• _INSTRUCTIONS FOR THE TASK_:
Reproduce all of the listing below without alteration.

• _AVAILABLE RECORDS_:
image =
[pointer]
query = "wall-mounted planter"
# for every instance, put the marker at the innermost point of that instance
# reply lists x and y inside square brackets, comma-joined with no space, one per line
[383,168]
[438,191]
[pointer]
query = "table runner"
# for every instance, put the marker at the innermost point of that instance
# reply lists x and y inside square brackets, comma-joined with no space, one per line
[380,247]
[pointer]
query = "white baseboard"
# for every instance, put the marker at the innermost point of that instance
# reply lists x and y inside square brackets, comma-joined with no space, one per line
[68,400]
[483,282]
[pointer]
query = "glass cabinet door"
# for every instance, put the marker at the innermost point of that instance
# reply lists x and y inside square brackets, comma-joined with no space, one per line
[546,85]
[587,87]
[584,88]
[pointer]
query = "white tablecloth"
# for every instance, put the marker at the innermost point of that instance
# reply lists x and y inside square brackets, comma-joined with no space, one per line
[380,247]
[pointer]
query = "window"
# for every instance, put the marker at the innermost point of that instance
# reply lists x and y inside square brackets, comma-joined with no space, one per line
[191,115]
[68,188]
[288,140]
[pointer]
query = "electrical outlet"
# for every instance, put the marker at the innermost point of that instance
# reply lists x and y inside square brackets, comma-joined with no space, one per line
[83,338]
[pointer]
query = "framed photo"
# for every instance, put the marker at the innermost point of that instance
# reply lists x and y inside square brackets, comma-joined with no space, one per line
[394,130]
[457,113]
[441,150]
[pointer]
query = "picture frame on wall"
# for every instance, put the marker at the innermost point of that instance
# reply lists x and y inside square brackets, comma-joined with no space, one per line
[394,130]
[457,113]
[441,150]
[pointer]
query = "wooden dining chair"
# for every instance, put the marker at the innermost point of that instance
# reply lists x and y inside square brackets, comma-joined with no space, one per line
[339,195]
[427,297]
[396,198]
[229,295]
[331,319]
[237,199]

• _ANSWER TO THE EXERCISE_:
image =
[pointer]
query = "wall-mounted planter"
# for every instance, put the marker at the innermost point of that instance
# reply lists x and y inside square brackets, comma-joined with no space, one per line
[383,168]
[438,191]
[pointer]
query = "table runner"
# for every instance, put the marker at the innermost point of that instance
# reply lists x and y inside square brackets, comma-joined with no space, one per line
[380,247]
[pointer]
query = "white baseboard"
# for every instance, put the marker at the innermost point of that instance
# reply lists x and y inside square brackets, comma-joined with no space, one per line
[68,400]
[483,282]
[pointer]
query = "glass cabinet door"
# for every instance, put the marker at the innermost point of that instance
# reply lists x and y inside square brackets, comma-joined with no space, one per line
[546,85]
[587,87]
[584,88]
[pointer]
query = "white tablecloth"
# for every instance, put the marker at the innermost point of that instance
# reply lists x and y inside square brackets, comma-joined with no space, one per line
[380,247]
[pointer]
query = "window"
# for every instance, put the marker at the innermost point of that instance
# reply lists x and y inside square brackets, comma-joined with no space, one per line
[191,115]
[68,188]
[288,140]
[pointer]
query = "electrical outlet"
# for every instance, put the marker at the innermost point of that instance
# reply lists x and y inside square brackets, comma-joined with no space, one per line
[83,338]
[pointer]
query = "framed photo"
# for every instance, put the marker at the innermost point of that instance
# reply lists x and y inside square brackets, comma-joined with no space, one per line
[394,130]
[457,113]
[441,150]
[pointer]
query = "picture frame on wall"
# for every instance, put the marker at the innermost point of that instance
# reply lists x and y inside square brackets, comma-joined with no space, one per line
[394,130]
[457,113]
[441,150]
[pointer]
query = "wooden dining chair"
# for every instance, put the marker at the innermost point of that instance
# reply lists x and y inside square brackets, comma-joined with no space, one per line
[339,195]
[427,297]
[396,198]
[229,295]
[331,319]
[237,199]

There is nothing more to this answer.